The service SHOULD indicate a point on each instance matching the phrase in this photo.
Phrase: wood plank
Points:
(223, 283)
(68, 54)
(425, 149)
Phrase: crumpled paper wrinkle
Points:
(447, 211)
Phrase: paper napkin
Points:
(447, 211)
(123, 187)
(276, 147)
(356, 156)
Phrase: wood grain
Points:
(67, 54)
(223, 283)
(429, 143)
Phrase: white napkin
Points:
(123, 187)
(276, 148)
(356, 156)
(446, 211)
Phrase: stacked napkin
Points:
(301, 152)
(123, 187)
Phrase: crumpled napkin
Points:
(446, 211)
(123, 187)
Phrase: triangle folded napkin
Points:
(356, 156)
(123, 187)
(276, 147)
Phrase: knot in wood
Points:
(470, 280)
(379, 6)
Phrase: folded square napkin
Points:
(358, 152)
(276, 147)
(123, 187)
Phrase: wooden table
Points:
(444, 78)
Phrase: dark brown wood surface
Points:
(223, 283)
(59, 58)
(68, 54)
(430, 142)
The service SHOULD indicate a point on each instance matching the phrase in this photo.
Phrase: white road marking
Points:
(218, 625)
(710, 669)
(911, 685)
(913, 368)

+ + +

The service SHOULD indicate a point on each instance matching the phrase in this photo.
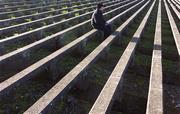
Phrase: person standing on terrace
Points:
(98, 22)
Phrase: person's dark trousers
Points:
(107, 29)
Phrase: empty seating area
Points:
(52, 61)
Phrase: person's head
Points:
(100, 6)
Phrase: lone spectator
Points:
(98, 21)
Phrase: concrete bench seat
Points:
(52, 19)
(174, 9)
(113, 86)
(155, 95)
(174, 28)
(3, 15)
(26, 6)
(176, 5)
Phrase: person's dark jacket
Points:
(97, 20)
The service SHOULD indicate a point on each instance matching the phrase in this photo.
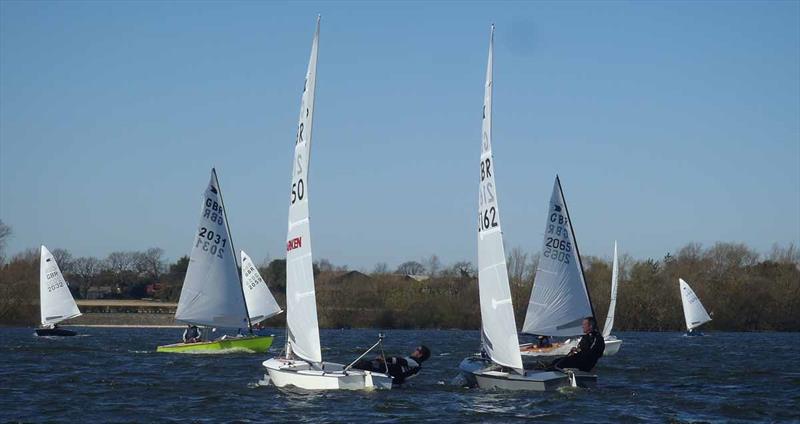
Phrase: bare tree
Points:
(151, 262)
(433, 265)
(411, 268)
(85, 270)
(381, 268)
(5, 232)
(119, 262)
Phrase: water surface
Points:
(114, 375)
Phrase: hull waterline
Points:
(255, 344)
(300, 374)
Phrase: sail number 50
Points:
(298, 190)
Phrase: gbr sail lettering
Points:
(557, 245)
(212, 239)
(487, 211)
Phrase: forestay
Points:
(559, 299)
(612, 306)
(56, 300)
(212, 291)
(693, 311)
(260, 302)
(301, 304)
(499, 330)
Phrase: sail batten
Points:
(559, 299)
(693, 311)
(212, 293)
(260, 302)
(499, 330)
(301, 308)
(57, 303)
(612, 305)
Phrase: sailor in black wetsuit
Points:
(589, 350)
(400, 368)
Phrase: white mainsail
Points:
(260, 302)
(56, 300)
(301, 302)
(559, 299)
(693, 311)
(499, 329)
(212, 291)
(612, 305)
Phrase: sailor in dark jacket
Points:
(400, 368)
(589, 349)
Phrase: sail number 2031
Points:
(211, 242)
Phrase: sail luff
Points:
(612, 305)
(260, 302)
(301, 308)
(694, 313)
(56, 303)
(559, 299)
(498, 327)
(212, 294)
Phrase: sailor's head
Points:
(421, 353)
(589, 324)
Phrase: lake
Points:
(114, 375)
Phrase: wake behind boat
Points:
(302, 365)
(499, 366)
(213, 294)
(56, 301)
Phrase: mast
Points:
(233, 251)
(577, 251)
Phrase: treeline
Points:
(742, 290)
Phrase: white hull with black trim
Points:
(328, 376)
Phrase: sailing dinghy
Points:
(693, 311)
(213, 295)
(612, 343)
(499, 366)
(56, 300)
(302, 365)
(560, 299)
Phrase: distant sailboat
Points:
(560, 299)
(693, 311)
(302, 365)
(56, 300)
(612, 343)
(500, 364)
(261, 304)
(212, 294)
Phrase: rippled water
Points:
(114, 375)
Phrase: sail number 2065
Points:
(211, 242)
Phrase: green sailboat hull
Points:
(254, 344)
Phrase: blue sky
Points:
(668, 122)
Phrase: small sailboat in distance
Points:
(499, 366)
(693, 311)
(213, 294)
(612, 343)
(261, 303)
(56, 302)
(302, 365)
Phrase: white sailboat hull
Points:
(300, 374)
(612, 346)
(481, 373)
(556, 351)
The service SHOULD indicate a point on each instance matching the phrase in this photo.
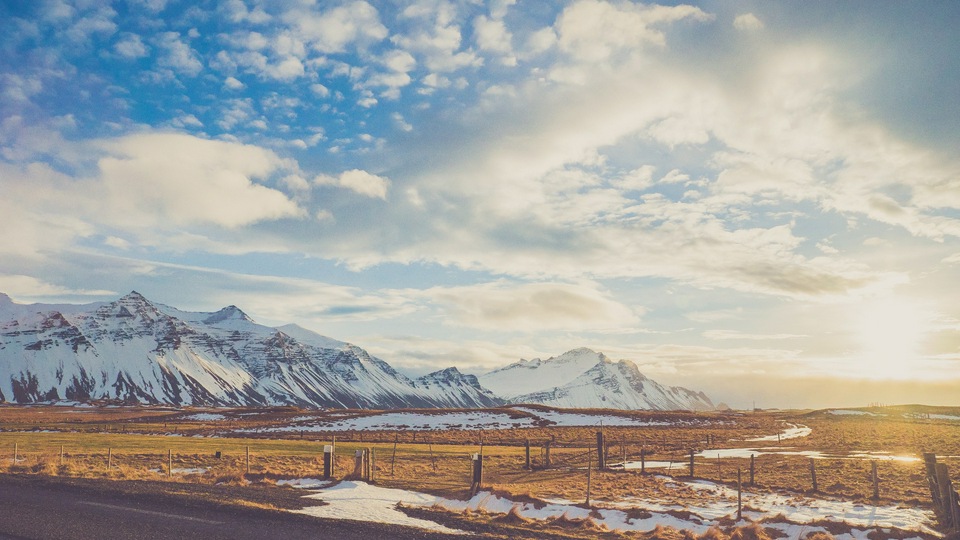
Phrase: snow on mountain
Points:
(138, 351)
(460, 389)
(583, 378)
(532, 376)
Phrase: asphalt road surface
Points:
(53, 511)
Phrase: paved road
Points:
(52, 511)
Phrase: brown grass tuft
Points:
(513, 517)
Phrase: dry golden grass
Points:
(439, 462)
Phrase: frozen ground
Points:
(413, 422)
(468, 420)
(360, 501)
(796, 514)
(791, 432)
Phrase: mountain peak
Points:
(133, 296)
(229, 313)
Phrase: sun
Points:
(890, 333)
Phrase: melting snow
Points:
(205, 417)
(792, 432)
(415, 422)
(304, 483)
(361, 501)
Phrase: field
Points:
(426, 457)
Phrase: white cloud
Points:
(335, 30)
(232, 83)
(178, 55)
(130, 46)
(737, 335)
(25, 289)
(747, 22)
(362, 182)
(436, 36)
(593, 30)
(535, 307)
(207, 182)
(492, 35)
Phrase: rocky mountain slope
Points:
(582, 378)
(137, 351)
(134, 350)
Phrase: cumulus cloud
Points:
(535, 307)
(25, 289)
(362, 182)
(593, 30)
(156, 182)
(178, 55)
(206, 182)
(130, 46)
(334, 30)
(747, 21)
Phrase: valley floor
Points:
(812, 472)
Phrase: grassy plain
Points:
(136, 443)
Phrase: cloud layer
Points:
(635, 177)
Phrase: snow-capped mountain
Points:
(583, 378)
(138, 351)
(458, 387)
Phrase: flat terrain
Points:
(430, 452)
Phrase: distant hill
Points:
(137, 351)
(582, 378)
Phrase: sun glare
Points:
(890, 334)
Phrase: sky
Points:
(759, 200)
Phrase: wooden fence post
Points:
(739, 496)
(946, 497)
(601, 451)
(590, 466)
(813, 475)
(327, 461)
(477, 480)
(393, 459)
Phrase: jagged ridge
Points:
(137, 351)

+ + +

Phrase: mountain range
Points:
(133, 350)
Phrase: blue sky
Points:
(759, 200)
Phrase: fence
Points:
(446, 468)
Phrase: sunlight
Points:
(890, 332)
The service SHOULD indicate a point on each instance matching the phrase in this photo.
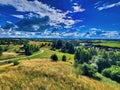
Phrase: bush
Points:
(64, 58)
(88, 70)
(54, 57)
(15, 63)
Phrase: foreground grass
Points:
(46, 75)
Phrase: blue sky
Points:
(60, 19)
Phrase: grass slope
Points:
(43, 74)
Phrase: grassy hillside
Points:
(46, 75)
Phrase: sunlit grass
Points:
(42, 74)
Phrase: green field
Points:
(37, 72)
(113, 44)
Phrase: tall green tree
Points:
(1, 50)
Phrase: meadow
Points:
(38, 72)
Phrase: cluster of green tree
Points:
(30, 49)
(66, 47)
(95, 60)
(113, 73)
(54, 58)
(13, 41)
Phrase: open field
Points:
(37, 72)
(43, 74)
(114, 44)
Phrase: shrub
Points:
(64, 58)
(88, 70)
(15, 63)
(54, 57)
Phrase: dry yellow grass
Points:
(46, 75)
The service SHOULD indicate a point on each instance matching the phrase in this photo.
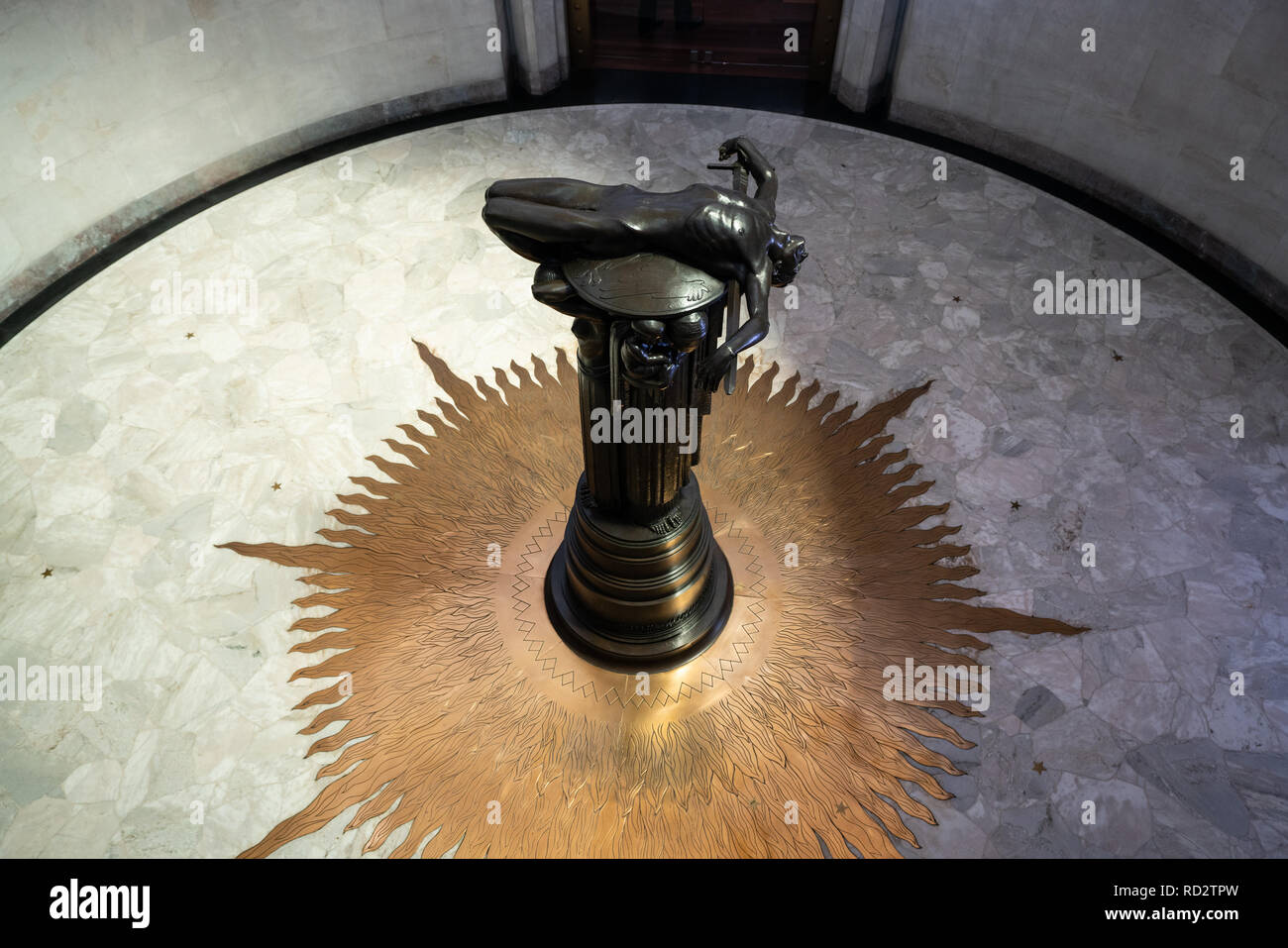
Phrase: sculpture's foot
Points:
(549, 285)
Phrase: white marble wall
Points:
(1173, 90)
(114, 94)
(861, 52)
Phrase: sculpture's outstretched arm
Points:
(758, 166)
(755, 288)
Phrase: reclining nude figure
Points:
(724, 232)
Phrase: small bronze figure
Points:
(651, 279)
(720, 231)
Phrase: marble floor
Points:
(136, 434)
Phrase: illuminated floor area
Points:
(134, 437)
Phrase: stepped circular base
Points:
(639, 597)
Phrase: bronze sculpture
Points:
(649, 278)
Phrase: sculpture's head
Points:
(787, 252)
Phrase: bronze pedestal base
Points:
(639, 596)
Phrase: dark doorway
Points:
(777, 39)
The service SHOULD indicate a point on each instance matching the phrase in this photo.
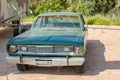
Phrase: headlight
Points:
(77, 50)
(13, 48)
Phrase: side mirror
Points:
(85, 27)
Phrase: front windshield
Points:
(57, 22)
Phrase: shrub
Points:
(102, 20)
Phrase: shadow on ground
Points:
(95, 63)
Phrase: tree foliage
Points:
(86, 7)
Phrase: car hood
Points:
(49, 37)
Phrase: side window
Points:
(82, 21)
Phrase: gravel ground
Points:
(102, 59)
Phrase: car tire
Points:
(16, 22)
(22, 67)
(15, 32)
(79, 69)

+ + +

• ACTIVITY: Extract all lines of the records above that include "floor".

• SOLVED EXERCISE:
Phrase: valley floor
Phrase: marble floor
Phrase: illuminated floor area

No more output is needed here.